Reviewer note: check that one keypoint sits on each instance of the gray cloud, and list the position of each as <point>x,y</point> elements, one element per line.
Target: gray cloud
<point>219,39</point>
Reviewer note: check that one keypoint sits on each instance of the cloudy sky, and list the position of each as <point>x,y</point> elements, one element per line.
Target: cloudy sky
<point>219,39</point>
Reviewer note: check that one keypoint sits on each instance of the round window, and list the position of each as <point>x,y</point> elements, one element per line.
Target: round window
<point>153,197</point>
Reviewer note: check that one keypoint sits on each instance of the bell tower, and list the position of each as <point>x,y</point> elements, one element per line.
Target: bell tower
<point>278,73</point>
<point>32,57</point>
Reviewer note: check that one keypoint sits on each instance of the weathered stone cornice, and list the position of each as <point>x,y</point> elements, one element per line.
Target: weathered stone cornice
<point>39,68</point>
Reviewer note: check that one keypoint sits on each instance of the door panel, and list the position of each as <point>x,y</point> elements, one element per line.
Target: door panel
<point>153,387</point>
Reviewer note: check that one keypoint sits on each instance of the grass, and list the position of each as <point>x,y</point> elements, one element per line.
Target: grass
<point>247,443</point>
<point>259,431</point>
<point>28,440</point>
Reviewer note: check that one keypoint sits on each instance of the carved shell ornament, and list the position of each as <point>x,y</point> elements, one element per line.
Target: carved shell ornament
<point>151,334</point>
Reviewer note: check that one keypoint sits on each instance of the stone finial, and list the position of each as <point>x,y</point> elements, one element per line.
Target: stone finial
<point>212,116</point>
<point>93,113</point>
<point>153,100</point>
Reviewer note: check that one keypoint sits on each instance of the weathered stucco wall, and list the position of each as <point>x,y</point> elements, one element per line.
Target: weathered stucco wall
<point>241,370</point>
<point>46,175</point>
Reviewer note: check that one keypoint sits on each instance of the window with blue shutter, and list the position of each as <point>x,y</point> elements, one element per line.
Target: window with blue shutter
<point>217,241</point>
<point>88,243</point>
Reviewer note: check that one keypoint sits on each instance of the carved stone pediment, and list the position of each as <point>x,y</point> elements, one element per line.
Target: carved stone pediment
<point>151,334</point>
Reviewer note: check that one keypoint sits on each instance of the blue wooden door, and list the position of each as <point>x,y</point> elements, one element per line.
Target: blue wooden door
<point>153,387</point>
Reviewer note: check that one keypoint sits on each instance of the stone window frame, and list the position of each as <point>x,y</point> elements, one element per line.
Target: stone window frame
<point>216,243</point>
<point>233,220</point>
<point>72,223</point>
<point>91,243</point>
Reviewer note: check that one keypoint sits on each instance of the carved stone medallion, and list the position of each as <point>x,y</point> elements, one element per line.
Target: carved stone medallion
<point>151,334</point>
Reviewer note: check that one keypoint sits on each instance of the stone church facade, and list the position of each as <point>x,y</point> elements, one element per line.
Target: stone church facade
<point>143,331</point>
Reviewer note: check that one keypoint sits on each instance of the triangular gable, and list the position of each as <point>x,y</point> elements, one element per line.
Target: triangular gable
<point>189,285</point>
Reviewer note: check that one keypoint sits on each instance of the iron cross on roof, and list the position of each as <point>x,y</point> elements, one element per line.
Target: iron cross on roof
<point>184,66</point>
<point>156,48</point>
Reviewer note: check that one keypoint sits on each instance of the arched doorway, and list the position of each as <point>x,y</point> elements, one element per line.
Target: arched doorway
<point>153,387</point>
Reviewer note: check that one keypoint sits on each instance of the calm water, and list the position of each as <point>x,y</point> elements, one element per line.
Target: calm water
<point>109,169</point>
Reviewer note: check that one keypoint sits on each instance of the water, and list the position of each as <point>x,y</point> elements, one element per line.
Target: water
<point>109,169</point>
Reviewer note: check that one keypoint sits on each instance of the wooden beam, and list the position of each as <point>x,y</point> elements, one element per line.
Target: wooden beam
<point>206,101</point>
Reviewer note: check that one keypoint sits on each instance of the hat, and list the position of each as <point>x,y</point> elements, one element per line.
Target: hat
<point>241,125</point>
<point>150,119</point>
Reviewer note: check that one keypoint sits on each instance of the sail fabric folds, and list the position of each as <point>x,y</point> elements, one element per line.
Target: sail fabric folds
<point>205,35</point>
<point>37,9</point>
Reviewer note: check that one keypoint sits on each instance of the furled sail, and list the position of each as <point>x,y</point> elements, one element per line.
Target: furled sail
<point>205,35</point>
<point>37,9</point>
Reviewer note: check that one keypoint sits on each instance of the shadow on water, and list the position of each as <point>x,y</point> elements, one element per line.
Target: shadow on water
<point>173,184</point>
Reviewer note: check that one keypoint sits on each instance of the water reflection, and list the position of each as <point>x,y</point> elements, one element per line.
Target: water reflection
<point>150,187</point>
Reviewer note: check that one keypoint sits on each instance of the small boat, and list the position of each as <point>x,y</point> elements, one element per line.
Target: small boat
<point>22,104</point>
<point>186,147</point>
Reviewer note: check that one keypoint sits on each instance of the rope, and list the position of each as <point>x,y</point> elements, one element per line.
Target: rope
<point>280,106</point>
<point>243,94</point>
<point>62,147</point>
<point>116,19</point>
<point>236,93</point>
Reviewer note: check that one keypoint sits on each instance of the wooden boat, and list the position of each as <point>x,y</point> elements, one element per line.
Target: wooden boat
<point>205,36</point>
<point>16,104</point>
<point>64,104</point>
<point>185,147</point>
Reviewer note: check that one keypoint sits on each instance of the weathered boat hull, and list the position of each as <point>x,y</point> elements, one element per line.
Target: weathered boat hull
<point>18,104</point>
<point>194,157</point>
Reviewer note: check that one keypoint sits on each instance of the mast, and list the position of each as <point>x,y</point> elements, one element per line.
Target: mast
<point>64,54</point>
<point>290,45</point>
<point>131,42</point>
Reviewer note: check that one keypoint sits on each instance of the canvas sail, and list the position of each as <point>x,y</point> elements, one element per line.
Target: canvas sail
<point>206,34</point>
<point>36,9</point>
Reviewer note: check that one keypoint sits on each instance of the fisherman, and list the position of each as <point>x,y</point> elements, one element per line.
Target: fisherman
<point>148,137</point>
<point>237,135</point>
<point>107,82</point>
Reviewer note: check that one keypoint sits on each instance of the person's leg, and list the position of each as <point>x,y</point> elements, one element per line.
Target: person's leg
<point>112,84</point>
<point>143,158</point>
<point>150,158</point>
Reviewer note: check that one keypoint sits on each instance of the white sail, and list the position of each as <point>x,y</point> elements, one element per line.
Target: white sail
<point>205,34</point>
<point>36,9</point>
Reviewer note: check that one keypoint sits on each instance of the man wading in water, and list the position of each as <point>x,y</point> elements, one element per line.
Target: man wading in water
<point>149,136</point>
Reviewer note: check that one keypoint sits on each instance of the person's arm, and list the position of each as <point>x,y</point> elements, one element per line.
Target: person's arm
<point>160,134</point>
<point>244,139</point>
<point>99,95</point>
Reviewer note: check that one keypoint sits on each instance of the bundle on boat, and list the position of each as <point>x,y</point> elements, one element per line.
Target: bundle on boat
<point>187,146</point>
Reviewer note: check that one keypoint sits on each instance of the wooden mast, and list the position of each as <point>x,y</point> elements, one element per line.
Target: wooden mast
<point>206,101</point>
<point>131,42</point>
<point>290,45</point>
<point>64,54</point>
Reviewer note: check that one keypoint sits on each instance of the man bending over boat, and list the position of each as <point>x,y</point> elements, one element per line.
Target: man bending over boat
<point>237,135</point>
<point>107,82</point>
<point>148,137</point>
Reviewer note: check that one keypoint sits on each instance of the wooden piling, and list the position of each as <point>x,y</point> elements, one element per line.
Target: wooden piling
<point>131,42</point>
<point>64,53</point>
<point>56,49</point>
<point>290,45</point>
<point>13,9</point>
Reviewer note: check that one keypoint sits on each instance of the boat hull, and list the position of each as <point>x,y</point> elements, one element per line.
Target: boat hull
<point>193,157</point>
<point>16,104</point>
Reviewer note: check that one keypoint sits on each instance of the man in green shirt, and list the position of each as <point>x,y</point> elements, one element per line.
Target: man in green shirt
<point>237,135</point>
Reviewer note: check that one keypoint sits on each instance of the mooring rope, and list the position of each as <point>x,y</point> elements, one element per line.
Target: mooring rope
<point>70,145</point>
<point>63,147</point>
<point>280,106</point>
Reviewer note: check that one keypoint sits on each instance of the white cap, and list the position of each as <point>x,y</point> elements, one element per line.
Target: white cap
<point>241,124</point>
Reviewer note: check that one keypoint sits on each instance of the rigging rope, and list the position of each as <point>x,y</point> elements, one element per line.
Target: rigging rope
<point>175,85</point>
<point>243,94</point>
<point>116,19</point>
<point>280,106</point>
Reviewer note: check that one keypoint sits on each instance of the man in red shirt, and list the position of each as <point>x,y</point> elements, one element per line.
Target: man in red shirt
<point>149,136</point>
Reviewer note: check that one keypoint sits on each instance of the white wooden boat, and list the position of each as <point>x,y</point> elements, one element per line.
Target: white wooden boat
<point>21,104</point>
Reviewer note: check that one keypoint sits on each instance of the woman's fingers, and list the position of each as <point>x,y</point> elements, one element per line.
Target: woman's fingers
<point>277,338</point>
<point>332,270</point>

.....

#### GIVEN PROBLEM
Please repeat, word for word, the stretch of records from the line containing "white cap, and" through the end of the records, including both ends.

#### COMPLETE OUTPUT
Reviewer note: check that one keypoint sits on each instance of the white cap, and list the position of each as <point>x,y</point> elements, one element per line.
Target: white cap
<point>241,124</point>
Reviewer note: check that one keypoint sits on each instance of the rigging rope, and list the position of each as <point>x,y</point> elements, one element per line.
Target: rigging rope
<point>175,85</point>
<point>243,94</point>
<point>116,19</point>
<point>280,106</point>
Reviewer note: check that one keypoint sits on each instance of the man in red shirt, and list the position of each as <point>x,y</point> elements, one element per line.
Target: man in red shirt
<point>149,136</point>
Reviewer note: check that one keypoint sits on each instance of the white wooden boat, and list the position of each as <point>x,y</point> elements, one element per line.
Target: white wooden boat
<point>21,104</point>
Reviewer note: check that one keypoint sits on each instance of the woman's fingers, and list the position of each as <point>x,y</point> elements, one element per line.
Target: woman's fingers
<point>277,338</point>
<point>332,270</point>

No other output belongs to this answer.